- **GIVEN PASSAGE**:
- - - -

This is a decision-theoretical problem. Nobody cares about it for immediate practical purpose. "Stick to your decision theory, except when you non-rigorously decide not to" isn't a resolution to the problem, any more than "ignore the calculations since they're wrong" was a resolution to the ultraviolet catastrophe.
Again, the point of this experiment is that we want a rigorous, formal explanation of exactly how, when, and why you should or should not stick to your precommitment. The original motivation is almost certainly in the context of AI design, where you don't HAVE a human homunculus implementing a decision theory, the agent just is its decision theory.
Well, if we're designing an AI now, then we have the capability to make a binding precommitment, simply by writing code. And we are still in a position where we can hope for the coin to come down heads. So yes, in that privileged position, we should bind the AI to pay up.
However, to the question as stated, "is the decision to give up $100 when you have no real benefit from it, only counterfactual benefit, an example of winning?" I would still answer, "No, you don't achieve your goals/utility by paying up." We're specifically told that the coin has already been flipped. Losing $100 has negative utility, and positive utility isn't on the table.

- - - -

- **DATA EXTRACT**:
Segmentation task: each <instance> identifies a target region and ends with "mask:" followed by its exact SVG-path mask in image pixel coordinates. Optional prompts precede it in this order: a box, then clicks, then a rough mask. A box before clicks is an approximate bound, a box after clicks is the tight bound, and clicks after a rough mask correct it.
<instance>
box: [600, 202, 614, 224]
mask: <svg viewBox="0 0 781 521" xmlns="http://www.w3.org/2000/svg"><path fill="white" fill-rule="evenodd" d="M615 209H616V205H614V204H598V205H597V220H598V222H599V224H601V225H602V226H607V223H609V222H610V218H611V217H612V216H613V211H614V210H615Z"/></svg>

- - - -

- **TASK**: In the passage on precommitment, why does the writer answer "No" to whether giving up the $100 is an example of winning? Explain in one to three sentences.

- **TASK RESPONSE**: The coin has already been flipped, so paying only means losing $100, which has negative utility. Positive utility is no longer on the table, so paying up does not achieve your goals or utility.